ТЕКСТ

§

После сдачи экзамена декану учёба пошла на лад, преподаватели стали воспринимать меня всерьёз, а во мне проснулся азарт покорить эту вершину. Поначалу мы с мамой сдавали примерно один экзамен в месяц, но внезапно я решила ускориться. Мы приезжали на филфак, я подходила к расписанию на неделю и смотрела на него, как Кутузов на военную карту. Я выискивала «окна» нужных мне преподавателей и выбирала удобный день, чтобы нанести удар – сдать экзамен и пару зачётов. Начав учиться в сентябре, уже к декабрю я поняла, что смогу в мае идти на «госы».
План был авантюрный, но я ничего не теряла. Поэтому решила попробовать. К тому же мне не терпелось получить диплом и устроиться в библиотеку. Год назад отвращение к экзамену по истории КПСС затуманило мой разум. Когда же я осталась без друзей – Олега и Козловой, – возвращение к учёбе наполнило мою жизнь смыслом. Я снова загорелась мечтой работать в храме книг, мне так захотелось получать зарплату. О, это сладкое слово – зарплата!
Внезапно в моей жизни появилась новая знакомая – Елена. Она была болезненной, бледной, немного нервной. Лена очень хотела ребёнка, но у неё не получалось. Познакомились мы с ней на «целительных» сеансах. Тогда «кашпировские-чумаки» мелкого разлива расползлись по стране и собирали в кинотеатрах страждущих, исцеляя их своим присутствием на сцене.
Естественно, мама обожала ходить по таким сеансам. На одном из них, ведя сложную дискуссию болящих всех времён и народов «помогает – не помогает», мы и познакомились с доброй, нервной Леной, которая однажды произнесла судьбоносную фразу:
– Я хочу тебя познакомить с одним интересным человеком. Мы к вам в гости придём, можно?
Так я познакомилась с Леонидом Пугачёвым.
Он был «целителем» и лечил руками. Благо по телевизору показали, как это делается. Конечно, мы свято верили, что у него «дар», который помогает. Леонид приходил к нам на дом и непосредственно в квартире устраивал свои «сеансы». Ещё он меня учил танцевать. Требовал включить музыку, брал меня за руки и делал со мною какие-то танцевальные движения. Это было весело. Я смеялась. Мои глаза горели. И он решил, что я в него влюблена, о чём и сообщил моей маме.
Пугачёв жестоко ошибался, ибо я страдала по Жене Осколкову. Тихо и безнадёжно, как я обычно это делала. Разочаровывать Пугачёва я не стала.

§

ДАННЫЕ ДЛЯ АНАЛИЗА
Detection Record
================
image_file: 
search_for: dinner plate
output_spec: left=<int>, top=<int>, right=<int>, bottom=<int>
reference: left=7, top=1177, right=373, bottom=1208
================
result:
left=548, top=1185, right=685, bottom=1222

§

ЗАДАНИЕ
Пожалуйста, выпишите из текста без изменений фрагмент, который открывается словами «Естественно, мама обожала» и завершается словами «гости придём, можно?».

ПИСЬМЕННЫЙ ОТВЕТ
Естественно, мама обожала ходить по таким сеансам. На одном из них, ведя сложную дискуссию болящих всех времён и народов «помогает – не помогает», мы и познакомились с доброй, нервной Леной, которая однажды произнесла судьбоносную фразу:
– Я хочу тебя познакомить с одним интересным человеком. Мы к вам в гости придём, можно?